What to work on
Reproduce verbatim the portion of the passage on TREX2 DNA binding that opens with the words containing "Fluorescence anisotropy of" and closes with "TREX2 DNA binding.".

Passage for review
########################################
Fluorescence anisotropy of TREX2 binding to an ssDNA 30-mer. Equilibrium DNA binding reactions (30 μl) were prepared containing the indicated concentration of FAM-labeled ssDNA 30-mer oligonucleotide (A and B) or at 300 nm (C) and the indicated TREX2WT (A–C, closed circles) or TREX2H188A (C, open circles). The reactions contained no divalent metal ions (A), 2 mm CaCl2 (B and C, closed circles), or 5 mm MgCl2 (C, open circles). The observed fluorescence anisotropy Aobs were obtained as described under “Experimental Procedures.” The best fit line in A has no theoretical basis. The lines in B and C were generated by computer fit of the data using the Hill equation. The Hill coefficient is 1.5 (B and C) indicating positive cooperativity in TREX2 DNA binding.

The equilibrium DNA binding analysis identifies a cooperativity effect in the association of TREX2 with DNA resulting from binding to the DNA within the TREX2 protomer. Our previous results (20) and the steady-state analysis above indicate that the TREX2R163A,R165A,R167A homodimer is dramatically impaired in DNA binding, and the TREX2H188A is catalytically deficient. The TREX2WT/R163A,R165A,R167A and TREX2WT/H188A heterodimers were used in equilibrium binding titrations to distinguish cooperative binding of DNA within the TREX2 protomer from possible cooperative binding effects transmitted across the dimer interface. Fluorescence anisotropy titration curves were first generated at five different DNA concentrations to quantify DNA binding in the TREX2WT homodimer (Fig. 4A). As expected, at each successively higher DNA concentration, the amount of TREX2 required to generate the same relative fluorescence anisotropy increase Aobs is also increased. The higher amount of TREX2 is required to bind the increased 30-mer DNA generating equivalent Aobs at the same calculated free TREX2 concentration, TREX2F, demonstrating the general principle of the direct relationship between protein binding density and free protein concentration in nucleic acid association (42, 43, 46).

FIGURE 4.

FIGURE 4.
########################################
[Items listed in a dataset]
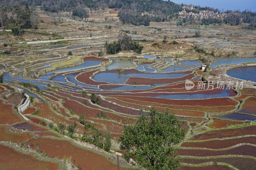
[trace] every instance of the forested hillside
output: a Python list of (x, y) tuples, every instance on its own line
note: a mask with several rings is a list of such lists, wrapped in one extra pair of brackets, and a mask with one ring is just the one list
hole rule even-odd
[[(170, 0), (168, 1), (163, 0), (13, 0), (11, 3), (8, 0), (2, 0), (0, 2), (0, 5), (2, 5), (12, 6), (13, 4), (21, 6), (27, 5), (32, 10), (36, 6), (39, 6), (46, 11), (72, 12), (73, 15), (81, 18), (89, 17), (89, 12), (85, 7), (94, 10), (104, 10), (107, 8), (117, 9), (120, 10), (118, 16), (123, 23), (145, 26), (149, 26), (151, 21), (160, 22), (172, 19), (180, 20), (177, 12), (182, 10), (183, 5), (183, 4), (177, 4)], [(193, 10), (186, 9), (186, 11), (187, 12), (198, 13), (198, 10), (208, 10), (220, 12), (218, 9), (209, 7), (196, 6), (195, 9)], [(223, 23), (236, 25), (242, 23), (256, 23), (256, 14), (251, 11), (227, 11), (225, 13), (228, 14), (223, 20), (210, 17), (206, 19), (198, 18), (195, 20), (192, 17), (186, 17), (181, 18), (177, 25), (181, 25), (182, 22), (189, 24), (197, 22), (206, 25)]]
########################################
Completed exercise
Fluorescence anisotropy of TREX2 binding to an ssDNA 30-mer. Equilibrium DNA binding reactions (30 μl) were prepared containing the indicated concentration of FAM-labeled ssDNA 30-mer oligonucleotide (A and B) or at 300 nm (C) and the indicated TREX2WT (A–C, closed circles) or TREX2H188A (C, open circles). The reactions contained no divalent metal ions (A), 2 mm CaCl2 (B and C, closed circles), or 5 mm MgCl2 (C, open circles). The observed fluorescence anisotropy Aobs were obtained as described under “Experimental Procedures.” The best fit line in A has no theoretical basis. The lines in B and C were generated by computer fit of the data using the Hill equation. The Hill coefficient is 1.5 (B and C) indicating positive cooperativity in TREX2 DNA binding.